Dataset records

****

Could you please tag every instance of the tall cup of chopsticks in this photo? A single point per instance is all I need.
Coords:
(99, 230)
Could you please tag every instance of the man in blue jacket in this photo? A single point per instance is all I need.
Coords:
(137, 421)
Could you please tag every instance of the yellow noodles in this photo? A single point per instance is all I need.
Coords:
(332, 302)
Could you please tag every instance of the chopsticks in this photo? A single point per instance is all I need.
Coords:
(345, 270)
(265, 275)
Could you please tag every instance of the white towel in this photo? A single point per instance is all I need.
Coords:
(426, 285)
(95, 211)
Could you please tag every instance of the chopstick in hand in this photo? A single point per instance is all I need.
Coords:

****

The task:
Go through the entries and report every line with the string "this".

Response below:
Could you please tag every instance of the tall cup of chopsticks in this photo? A single point per instance is all I need.
Could you please tag every instance of the man in blue jacket in this photo? A single point per instance is all I need.
Could you please tag every instance of the yellow noodles in this photo? A single point per instance is all I need.
Could you please tag every instance of the chopsticks in this photo? A single point per instance is all I need.
Could you please tag every instance of the white towel in this photo? A single point per instance is all I need.
Could you please tag every instance of the chopstick in hand in this photo? A single point per instance is all I need.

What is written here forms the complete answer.